Go through the lines below and copy any that hold the string "dashed".
'''
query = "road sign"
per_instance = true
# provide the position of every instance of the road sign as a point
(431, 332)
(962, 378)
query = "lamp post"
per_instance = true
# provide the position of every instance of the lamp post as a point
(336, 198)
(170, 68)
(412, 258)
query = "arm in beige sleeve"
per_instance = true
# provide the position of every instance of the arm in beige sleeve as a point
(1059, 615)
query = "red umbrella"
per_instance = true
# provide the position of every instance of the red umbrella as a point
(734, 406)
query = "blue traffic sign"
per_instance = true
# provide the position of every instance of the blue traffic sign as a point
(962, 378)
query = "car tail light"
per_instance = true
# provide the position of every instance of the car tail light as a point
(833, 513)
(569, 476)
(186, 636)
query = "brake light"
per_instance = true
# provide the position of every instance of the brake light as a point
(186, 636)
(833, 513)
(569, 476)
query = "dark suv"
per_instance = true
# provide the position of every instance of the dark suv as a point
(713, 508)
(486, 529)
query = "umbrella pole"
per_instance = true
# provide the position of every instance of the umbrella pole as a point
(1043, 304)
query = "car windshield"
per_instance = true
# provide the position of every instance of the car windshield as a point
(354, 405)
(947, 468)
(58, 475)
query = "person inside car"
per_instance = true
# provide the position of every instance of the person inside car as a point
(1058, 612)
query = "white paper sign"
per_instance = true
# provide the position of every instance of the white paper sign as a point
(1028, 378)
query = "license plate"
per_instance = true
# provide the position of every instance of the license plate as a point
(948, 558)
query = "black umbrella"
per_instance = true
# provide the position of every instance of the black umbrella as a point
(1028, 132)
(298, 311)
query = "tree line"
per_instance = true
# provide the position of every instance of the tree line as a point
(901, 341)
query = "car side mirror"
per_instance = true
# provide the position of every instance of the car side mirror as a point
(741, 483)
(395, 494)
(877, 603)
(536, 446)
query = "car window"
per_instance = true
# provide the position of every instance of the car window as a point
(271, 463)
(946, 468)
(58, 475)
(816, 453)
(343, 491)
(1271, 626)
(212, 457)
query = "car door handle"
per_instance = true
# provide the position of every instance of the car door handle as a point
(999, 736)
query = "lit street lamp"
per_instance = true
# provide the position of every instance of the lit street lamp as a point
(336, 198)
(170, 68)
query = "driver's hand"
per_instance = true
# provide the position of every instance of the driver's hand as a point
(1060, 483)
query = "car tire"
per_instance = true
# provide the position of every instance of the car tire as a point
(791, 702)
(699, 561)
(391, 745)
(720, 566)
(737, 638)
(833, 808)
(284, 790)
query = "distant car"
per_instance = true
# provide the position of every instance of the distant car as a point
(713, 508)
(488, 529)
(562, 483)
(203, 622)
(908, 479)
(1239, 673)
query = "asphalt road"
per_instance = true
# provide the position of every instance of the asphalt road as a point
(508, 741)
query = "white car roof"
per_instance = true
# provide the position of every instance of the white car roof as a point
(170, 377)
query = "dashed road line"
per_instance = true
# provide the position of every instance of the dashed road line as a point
'''
• _TASK RESULT_:
query = "dashed road line"
# provide the position of every instance of the dashed road line as a point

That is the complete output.